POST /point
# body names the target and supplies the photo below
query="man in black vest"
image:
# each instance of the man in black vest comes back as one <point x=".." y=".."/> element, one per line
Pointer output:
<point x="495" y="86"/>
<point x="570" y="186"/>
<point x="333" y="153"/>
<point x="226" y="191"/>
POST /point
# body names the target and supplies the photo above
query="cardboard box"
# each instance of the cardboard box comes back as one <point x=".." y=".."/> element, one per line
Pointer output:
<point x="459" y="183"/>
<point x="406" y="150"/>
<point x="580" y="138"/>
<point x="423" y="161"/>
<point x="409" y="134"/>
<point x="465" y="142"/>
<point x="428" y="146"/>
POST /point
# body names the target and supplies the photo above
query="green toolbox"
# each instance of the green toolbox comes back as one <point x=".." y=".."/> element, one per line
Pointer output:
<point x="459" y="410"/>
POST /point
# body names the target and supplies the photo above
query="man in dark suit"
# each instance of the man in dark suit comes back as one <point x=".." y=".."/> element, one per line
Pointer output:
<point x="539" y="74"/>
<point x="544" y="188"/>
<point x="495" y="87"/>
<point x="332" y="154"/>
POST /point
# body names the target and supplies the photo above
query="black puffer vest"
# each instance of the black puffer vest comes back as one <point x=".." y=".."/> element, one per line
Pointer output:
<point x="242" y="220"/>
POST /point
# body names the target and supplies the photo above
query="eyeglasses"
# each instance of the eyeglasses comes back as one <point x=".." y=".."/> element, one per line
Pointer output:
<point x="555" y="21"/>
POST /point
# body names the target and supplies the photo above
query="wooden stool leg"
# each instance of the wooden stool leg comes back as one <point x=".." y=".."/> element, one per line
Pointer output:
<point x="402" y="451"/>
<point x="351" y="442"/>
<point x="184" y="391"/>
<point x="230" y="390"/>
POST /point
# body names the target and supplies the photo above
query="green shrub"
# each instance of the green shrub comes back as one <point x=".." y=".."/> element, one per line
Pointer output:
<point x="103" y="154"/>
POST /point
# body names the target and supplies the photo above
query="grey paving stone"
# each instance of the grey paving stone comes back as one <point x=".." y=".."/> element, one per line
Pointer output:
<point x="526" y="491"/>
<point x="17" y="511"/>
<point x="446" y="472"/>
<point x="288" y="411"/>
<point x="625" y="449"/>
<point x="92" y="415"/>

□ □ □ □

▸ Work to complete:
Copy out all lines of the material containing the word "shrub".

▸ Finished task:
query="green shrub"
# each instance of the green shrub comes back as one <point x=".." y=".."/> element, one per line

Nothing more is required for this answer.